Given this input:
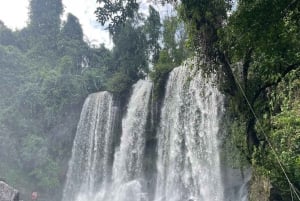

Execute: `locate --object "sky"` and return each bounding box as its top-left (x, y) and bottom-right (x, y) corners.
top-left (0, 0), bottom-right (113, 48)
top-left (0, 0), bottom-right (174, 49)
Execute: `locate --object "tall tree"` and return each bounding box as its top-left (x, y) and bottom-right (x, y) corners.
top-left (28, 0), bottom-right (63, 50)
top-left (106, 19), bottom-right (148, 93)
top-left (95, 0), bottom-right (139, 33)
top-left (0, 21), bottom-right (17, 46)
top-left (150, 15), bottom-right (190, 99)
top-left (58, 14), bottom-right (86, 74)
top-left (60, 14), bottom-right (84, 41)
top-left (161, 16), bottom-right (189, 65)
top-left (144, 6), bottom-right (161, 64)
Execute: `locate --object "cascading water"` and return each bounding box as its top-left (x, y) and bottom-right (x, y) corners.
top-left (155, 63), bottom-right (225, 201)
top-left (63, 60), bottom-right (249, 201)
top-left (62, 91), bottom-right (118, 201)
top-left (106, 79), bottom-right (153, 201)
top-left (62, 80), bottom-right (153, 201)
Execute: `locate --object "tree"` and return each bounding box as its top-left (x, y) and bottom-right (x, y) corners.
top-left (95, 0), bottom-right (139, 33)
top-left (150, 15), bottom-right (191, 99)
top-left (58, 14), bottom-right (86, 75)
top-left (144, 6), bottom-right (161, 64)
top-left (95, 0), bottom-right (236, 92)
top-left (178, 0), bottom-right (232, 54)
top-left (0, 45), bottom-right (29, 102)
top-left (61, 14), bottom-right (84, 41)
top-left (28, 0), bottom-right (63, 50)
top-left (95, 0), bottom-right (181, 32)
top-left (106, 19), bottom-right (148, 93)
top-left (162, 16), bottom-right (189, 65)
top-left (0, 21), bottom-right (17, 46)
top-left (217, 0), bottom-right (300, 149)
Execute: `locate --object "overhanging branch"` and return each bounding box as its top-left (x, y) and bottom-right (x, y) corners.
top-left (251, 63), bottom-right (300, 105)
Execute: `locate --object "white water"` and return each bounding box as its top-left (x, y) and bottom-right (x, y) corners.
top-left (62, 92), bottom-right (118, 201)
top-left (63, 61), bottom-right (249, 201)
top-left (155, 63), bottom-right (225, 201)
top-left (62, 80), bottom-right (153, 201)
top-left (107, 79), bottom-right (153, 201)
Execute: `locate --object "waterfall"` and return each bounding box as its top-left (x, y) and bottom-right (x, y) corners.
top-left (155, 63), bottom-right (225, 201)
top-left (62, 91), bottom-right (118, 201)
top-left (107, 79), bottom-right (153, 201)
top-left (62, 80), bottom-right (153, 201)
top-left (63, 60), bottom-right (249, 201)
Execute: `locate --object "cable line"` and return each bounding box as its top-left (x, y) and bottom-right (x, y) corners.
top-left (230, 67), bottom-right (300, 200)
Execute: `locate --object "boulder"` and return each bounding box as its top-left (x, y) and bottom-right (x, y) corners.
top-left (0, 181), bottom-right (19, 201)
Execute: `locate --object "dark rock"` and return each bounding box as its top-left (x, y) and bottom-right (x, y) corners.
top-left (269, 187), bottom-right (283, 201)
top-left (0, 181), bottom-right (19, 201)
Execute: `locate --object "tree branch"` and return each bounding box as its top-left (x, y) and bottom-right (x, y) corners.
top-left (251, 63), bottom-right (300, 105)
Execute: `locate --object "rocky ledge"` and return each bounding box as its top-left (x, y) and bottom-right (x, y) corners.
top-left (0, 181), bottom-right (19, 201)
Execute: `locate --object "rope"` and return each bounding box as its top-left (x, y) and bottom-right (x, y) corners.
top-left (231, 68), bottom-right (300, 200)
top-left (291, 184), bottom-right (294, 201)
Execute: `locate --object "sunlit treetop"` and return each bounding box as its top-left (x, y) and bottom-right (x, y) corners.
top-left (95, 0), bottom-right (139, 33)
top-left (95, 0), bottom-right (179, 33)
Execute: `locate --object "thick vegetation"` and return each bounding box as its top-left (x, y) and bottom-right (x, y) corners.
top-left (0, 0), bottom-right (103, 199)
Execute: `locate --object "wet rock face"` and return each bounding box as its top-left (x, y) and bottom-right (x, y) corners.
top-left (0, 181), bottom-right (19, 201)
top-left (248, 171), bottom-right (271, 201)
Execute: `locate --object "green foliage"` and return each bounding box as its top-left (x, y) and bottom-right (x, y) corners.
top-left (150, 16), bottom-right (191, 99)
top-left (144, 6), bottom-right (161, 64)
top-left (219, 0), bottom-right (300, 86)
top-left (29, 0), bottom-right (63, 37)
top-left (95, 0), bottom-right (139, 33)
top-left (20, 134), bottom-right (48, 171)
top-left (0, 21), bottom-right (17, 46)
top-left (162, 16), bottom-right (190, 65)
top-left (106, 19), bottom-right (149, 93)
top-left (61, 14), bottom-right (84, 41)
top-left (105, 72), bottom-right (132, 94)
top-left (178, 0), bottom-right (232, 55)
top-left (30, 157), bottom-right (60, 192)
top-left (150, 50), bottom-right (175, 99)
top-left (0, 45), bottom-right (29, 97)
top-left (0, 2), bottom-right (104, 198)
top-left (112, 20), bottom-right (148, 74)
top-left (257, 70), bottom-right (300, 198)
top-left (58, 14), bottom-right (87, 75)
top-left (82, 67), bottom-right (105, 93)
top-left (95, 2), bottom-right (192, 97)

───

- [Required work]: Nothing but an exact copy of the data, without pictures, should be returned.

- [Solution]:
Given this input:

Execute: `locate --object "sky"` and return each bounding box as its top-left (x, y) and bottom-right (x, y) corners.
top-left (0, 0), bottom-right (113, 48)
top-left (0, 0), bottom-right (174, 49)
Execute: `locate --object "tall tree"` and return each bounding box as its top-left (x, y) and bottom-right (x, y) corners.
top-left (28, 0), bottom-right (63, 50)
top-left (106, 19), bottom-right (148, 93)
top-left (95, 0), bottom-right (139, 33)
top-left (0, 21), bottom-right (17, 46)
top-left (150, 15), bottom-right (190, 99)
top-left (58, 14), bottom-right (86, 74)
top-left (60, 14), bottom-right (84, 41)
top-left (161, 16), bottom-right (189, 65)
top-left (144, 6), bottom-right (161, 64)
Execute: `locate --object "cascading water"` and return each bounding box as its top-left (x, y) and bottom-right (x, y) corners.
top-left (155, 63), bottom-right (225, 201)
top-left (63, 60), bottom-right (249, 201)
top-left (62, 91), bottom-right (118, 201)
top-left (106, 79), bottom-right (153, 201)
top-left (62, 80), bottom-right (153, 201)
Execute: `locate --object "tree"` and return each bounding box as its top-left (x, y) and bottom-right (x, y) corners.
top-left (95, 0), bottom-right (139, 33)
top-left (150, 15), bottom-right (191, 99)
top-left (58, 14), bottom-right (86, 75)
top-left (144, 6), bottom-right (161, 64)
top-left (95, 0), bottom-right (236, 92)
top-left (178, 0), bottom-right (232, 54)
top-left (0, 45), bottom-right (29, 102)
top-left (61, 14), bottom-right (84, 41)
top-left (28, 0), bottom-right (63, 50)
top-left (95, 0), bottom-right (181, 32)
top-left (106, 19), bottom-right (148, 93)
top-left (162, 16), bottom-right (189, 65)
top-left (0, 21), bottom-right (17, 46)
top-left (217, 0), bottom-right (300, 149)
Execute: `locate --object "overhanging branch"` and return each bounding box as its top-left (x, y) and bottom-right (x, y) corners.
top-left (251, 63), bottom-right (300, 105)
Execute: `locate --object "white water"` and return each bounding box as its top-left (x, y) and bottom-right (x, y) corners.
top-left (62, 92), bottom-right (118, 201)
top-left (63, 61), bottom-right (249, 201)
top-left (155, 63), bottom-right (225, 201)
top-left (62, 80), bottom-right (153, 201)
top-left (107, 79), bottom-right (153, 201)
Execute: `locate --object "waterfall"` and return each bounding box as its top-left (x, y) and bottom-right (x, y) corners.
top-left (155, 63), bottom-right (225, 201)
top-left (62, 91), bottom-right (118, 201)
top-left (107, 79), bottom-right (153, 201)
top-left (62, 80), bottom-right (153, 201)
top-left (63, 60), bottom-right (249, 201)
Execute: `locate --object "cable line"` and return each bounding box as its top-left (x, y) and bottom-right (x, y) corners.
top-left (230, 67), bottom-right (300, 200)
Execute: `locate --object "boulder"` and return each bounding box as its top-left (x, y) and bottom-right (x, y) corners.
top-left (0, 181), bottom-right (19, 201)
Execute: `locate --object "dark rock"` and return each bounding box as its top-left (x, y) and bottom-right (x, y) corners.
top-left (269, 187), bottom-right (283, 201)
top-left (0, 181), bottom-right (19, 201)
Execute: `locate --object "tree branch"` and return each bounding box as its top-left (x, y) and bottom-right (x, y) corners.
top-left (251, 63), bottom-right (300, 105)
Execute: `locate --object "rocky ledge"` and return each bounding box as its top-left (x, y) and bottom-right (x, y) corners.
top-left (0, 181), bottom-right (19, 201)
Execute: `locate --object "rope"` and return each bounding box as its top-left (x, y) and bottom-right (x, y) corners.
top-left (231, 68), bottom-right (300, 200)
top-left (291, 184), bottom-right (294, 201)
Execute: `locate --object "sunlit treetop"` and return each bounding box as its top-left (x, y) and bottom-right (x, y) corners.
top-left (95, 0), bottom-right (139, 33)
top-left (95, 0), bottom-right (179, 33)
Execute: `locate --object "thick vegetation"` and return each bounding box as its top-left (x, y) and bottom-right (x, y) corners.
top-left (0, 0), bottom-right (103, 199)
Execute: `locate --object "wet rock face"` and return each bounding box as its top-left (x, y) and bottom-right (x, y) corners.
top-left (0, 181), bottom-right (19, 201)
top-left (248, 171), bottom-right (271, 201)
Execute: `locate --object "green foliage"` and return each bounding box as its top-left (x, y) and bottom-right (x, y) corners.
top-left (150, 16), bottom-right (191, 99)
top-left (144, 6), bottom-right (161, 64)
top-left (219, 0), bottom-right (300, 86)
top-left (29, 0), bottom-right (63, 37)
top-left (95, 0), bottom-right (139, 33)
top-left (20, 134), bottom-right (48, 171)
top-left (0, 21), bottom-right (17, 46)
top-left (162, 16), bottom-right (190, 65)
top-left (106, 19), bottom-right (149, 93)
top-left (61, 14), bottom-right (84, 41)
top-left (105, 72), bottom-right (132, 94)
top-left (178, 0), bottom-right (232, 55)
top-left (30, 157), bottom-right (60, 192)
top-left (150, 50), bottom-right (175, 99)
top-left (0, 45), bottom-right (29, 97)
top-left (0, 2), bottom-right (104, 198)
top-left (112, 20), bottom-right (148, 74)
top-left (257, 70), bottom-right (300, 198)
top-left (58, 14), bottom-right (87, 75)
top-left (82, 67), bottom-right (105, 93)
top-left (95, 2), bottom-right (192, 97)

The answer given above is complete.